→ **Task brief**
An exact reproduction of the data below is expected, free of images.

→ **Material shown**
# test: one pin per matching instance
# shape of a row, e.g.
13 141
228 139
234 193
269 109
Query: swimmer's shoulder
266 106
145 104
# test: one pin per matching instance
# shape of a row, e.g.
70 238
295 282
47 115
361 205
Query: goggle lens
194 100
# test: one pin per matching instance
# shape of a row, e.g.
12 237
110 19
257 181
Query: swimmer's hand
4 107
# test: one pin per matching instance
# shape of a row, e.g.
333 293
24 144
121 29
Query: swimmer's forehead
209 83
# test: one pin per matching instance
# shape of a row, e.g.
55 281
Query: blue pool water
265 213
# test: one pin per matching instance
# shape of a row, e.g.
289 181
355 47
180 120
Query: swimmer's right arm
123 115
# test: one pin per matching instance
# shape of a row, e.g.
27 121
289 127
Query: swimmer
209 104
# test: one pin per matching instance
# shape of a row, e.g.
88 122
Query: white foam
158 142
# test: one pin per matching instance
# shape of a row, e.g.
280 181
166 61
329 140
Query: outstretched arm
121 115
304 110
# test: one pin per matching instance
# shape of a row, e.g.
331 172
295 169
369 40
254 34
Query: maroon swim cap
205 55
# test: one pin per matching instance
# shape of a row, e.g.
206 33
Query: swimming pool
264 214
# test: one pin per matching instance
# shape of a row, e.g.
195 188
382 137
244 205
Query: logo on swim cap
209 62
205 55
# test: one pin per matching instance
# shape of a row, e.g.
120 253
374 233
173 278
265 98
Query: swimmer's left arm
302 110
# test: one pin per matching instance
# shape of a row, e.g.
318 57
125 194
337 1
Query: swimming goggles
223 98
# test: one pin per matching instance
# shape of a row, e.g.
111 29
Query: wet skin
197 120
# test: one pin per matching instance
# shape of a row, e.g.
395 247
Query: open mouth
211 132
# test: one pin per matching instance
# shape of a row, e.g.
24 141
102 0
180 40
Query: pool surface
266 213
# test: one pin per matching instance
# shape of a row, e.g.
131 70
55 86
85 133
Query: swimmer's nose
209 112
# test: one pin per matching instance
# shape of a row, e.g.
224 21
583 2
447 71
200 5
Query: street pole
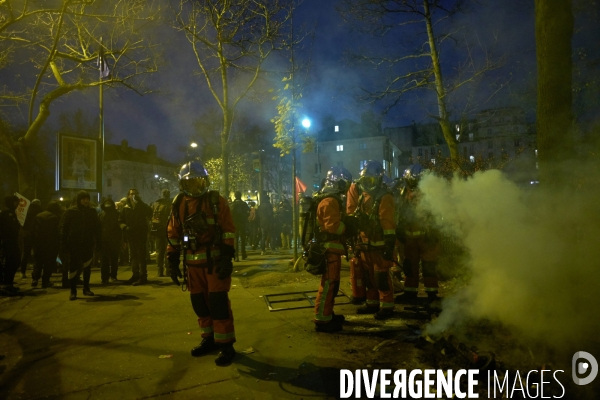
294 195
101 133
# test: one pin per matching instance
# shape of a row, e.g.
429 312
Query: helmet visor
195 186
368 183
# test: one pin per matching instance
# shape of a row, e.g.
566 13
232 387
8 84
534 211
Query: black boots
142 281
367 309
384 313
329 327
407 298
206 346
226 355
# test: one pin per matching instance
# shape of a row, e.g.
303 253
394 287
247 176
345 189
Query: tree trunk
553 34
440 91
25 176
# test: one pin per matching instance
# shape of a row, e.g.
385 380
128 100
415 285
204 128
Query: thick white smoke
534 256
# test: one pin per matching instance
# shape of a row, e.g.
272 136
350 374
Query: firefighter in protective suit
201 233
421 244
357 269
373 213
330 228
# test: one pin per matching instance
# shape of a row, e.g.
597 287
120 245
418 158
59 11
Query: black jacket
9 229
109 223
265 213
239 212
80 230
46 232
136 218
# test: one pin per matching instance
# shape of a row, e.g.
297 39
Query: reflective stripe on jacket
329 218
189 206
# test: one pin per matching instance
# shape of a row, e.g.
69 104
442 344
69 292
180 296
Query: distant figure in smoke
46 243
421 244
79 167
9 245
79 235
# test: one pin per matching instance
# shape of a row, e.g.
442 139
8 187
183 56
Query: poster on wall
77 166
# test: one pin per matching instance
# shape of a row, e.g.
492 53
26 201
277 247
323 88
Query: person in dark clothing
161 210
46 244
26 234
79 235
240 212
265 214
9 238
285 222
254 226
134 221
111 241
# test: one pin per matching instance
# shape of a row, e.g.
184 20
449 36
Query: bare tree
554 31
231 39
54 51
415 64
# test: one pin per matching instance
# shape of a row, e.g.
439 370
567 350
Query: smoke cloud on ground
532 256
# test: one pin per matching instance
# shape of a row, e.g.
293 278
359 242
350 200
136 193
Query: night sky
166 118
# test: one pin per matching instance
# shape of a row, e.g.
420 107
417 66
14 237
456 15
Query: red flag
300 188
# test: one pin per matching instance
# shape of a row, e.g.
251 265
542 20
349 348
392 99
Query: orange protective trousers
330 285
213 308
380 290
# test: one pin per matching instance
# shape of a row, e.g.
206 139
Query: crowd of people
126 232
369 219
376 221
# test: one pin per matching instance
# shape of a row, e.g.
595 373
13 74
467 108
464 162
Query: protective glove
389 244
401 234
225 267
351 223
173 259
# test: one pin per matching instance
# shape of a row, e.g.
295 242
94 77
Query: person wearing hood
26 234
111 241
46 244
134 221
79 235
9 244
329 235
161 211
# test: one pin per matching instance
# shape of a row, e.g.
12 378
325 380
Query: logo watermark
582 367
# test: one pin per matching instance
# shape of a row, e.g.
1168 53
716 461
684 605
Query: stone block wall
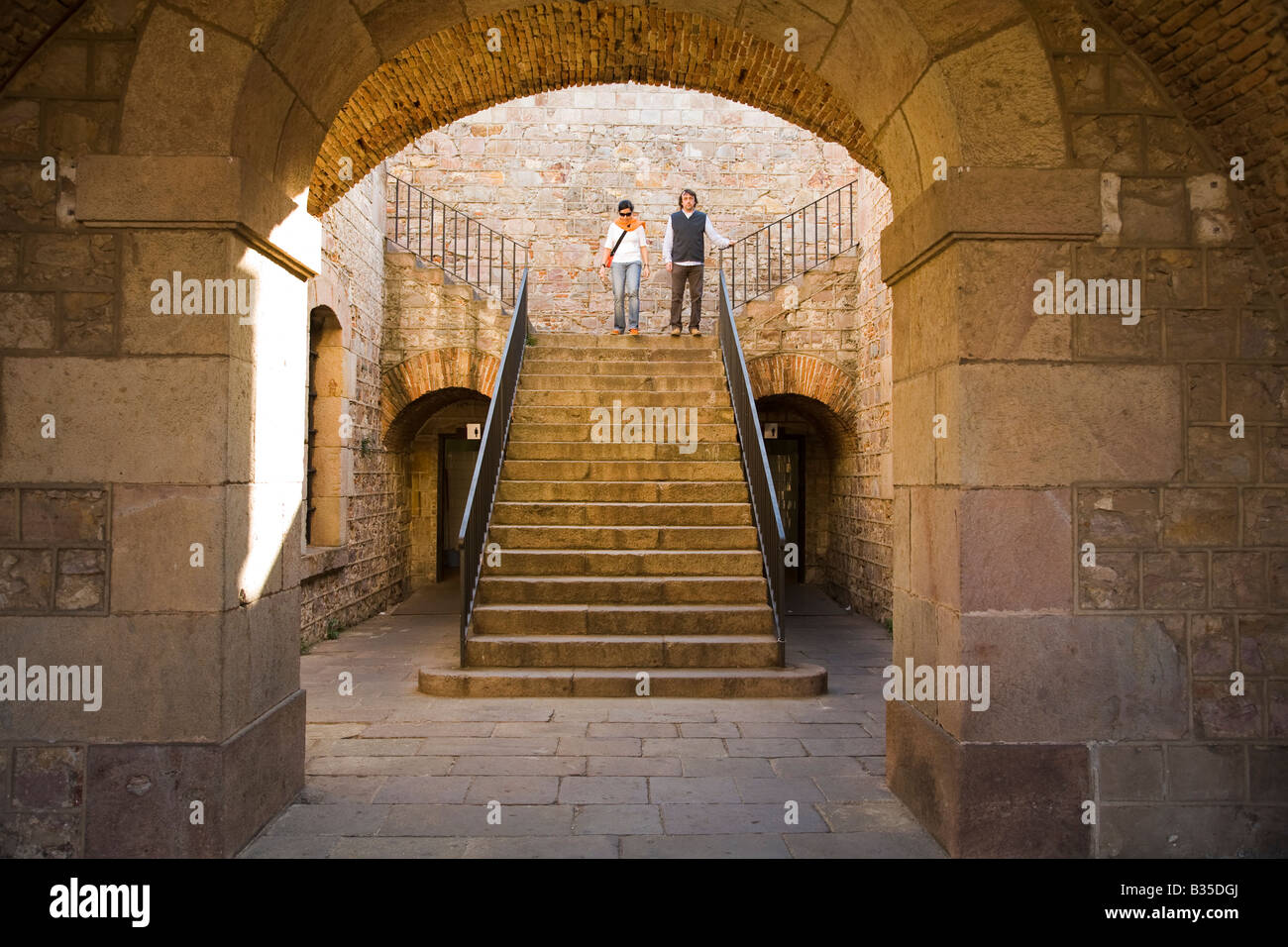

→ **Finished task**
# test: one pin per matching instance
# shape of a row, e.g.
13 141
228 139
234 193
269 109
Query: swimmer's shoulder
266 106
145 104
# test: one pin per matching instance
# shape of a row, e.g.
70 238
295 282
47 115
361 205
Query: goggle lens
194 100
# test: one pin per matching instance
# shape of a row, e.g.
12 237
110 19
257 181
Query: swimmer's hand
4 107
# test: one pin per matching instance
# shape of a row, e.g.
333 293
24 144
121 29
Query: swimmer's forehead
209 83
# test: one pin per matching instance
# shape of a row, e.g.
55 281
Query: blue pool water
265 213
# test: one pin per matching instance
# shape of a row, e.g.
289 181
355 47
180 120
Query: swimmer's right arm
123 115
# test: one pin per matching instance
# shape of a row, e.g.
27 121
289 127
Query: swimmer
209 104
# test: one pin per matching instance
# shape of a row, e.g.
88 122
Query: white foam
158 142
# test: one pin per matching instance
# shape of a row, e.g.
280 181
166 61
329 140
Query: outstretched arm
121 115
304 110
# test: one pin per matching instance
# shape of a row, e.g.
331 172
295 169
369 40
254 34
Query: maroon swim cap
205 55
# test: one pin per matching instance
# shape of a row, e.g.
206 33
Query: swimming pool
264 214
# test: one pin per matching instance
# shape of a row, e.g.
195 188
382 137
244 205
Query: logo on swim cap
209 62
205 55
# test: one pin per matching instance
# shape of a row, e.g.
120 253
374 233
173 278
265 98
Query: swimmer's left arm
302 110
# test: one pin per matching instance
# shape of a row, e.g.
318 57
125 194
337 1
Query: swimming goggles
223 98
# test: one pin per matching instance
# shape of a row, e.g.
111 29
Query: wet skin
197 120
# test: one pin per matching instance
# shape of a row, e.g.
395 247
Query: open mouth
211 132
# test: one pin per matching instance
# shape of a row, e.g.
24 141
102 0
180 40
Query: pool surface
266 213
# test: one pin per matching instance
# shape of a row, e.g.
131 70
55 86
85 133
Query: swimmer's nose
209 112
# test: one pin per matching instance
# shape of a row, e.g.
224 21
583 2
447 71
200 5
Query: street pole
294 195
101 133
# test: one pin per matching instance
# shape of a row, e.g.
429 312
Query: helmet visor
195 186
368 183
# test: one pin per matching instance
# shape of a row, e.g.
566 13
232 387
8 84
534 211
Query: black boots
142 281
367 309
384 313
329 327
407 298
206 346
226 355
# test: one pin per matching instance
# shape of a row, e.g.
303 253
394 287
247 176
345 189
Query: tree trunk
553 34
440 91
25 176
# test: one pin per matching instance
# shape of a row, e.g.
385 380
128 100
415 285
204 128
Query: thick white smoke
534 256
# test: one pin per matching instance
# shape of a row, e.g.
272 136
350 374
Query: firefighter in protective suit
201 233
421 244
357 269
373 213
330 228
# test: one pin per matching instance
# shape of a row, e.g.
597 287
120 245
418 158
59 11
Query: black jacket
9 229
109 223
265 213
239 212
80 230
46 232
136 218
# test: one pin per matching instance
# shape of a row, e.g.
297 39
Query: reflective stripe on jacket
329 218
189 206
# test: one pin per matching instance
# shape of a row, e.g.
69 104
442 344
69 292
180 296
Query: distant figure in smoke
46 243
421 244
79 167
9 245
79 235
# test: one pin per matching instance
# shape of a row, e.g.
442 139
8 187
183 56
Query: poster on wall
77 166
# test: one pin per matching instance
# shape of a row, e.g.
492 53
26 201
277 247
323 88
Query: person in dark clothing
161 210
46 244
26 234
79 235
240 212
265 214
9 238
285 222
254 226
134 221
111 241
# test: one pin per matching instance
# shape of a row, e.g.
184 20
449 36
Query: bare tree
554 31
231 39
54 51
415 64
# test: one pin per matching instance
# shape of a row, e.g.
439 370
567 350
Query: smoke cloud on ground
532 256
# test: one pin per matching instance
# shape of a row, e.g.
293 278
359 242
350 200
136 193
Query: night sky
166 118
# test: one pin per matching instance
# shape of a row, e.g.
420 107
417 66
14 237
456 15
Query: red flag
300 188
# test: one pin per matching instance
# shape of a row, e.g.
251 265
542 20
349 348
392 99
Query: orange protective trousers
330 285
213 308
380 290
# test: one pin per matching instance
# shape of a row, e.g.
206 139
Query: crowd of people
126 232
369 219
376 221
# test: one pin per matching instance
# shape of a row, e.g.
595 373
13 74
467 108
464 162
Query: protective glove
389 244
401 234
225 267
351 223
173 259
# test: one pin per matching instance
# shape of a row, e.g.
295 242
94 77
Query: person wearing hood
26 234
111 241
46 244
134 221
79 235
9 244
329 235
161 211
# test: one pin per matching instance
# shape of a row, e.g.
12 378
325 380
Query: logo watermark
582 367
# test: one pin per matching instance
# shape of a row, e.g.
1168 53
716 461
684 605
Query: stone block wall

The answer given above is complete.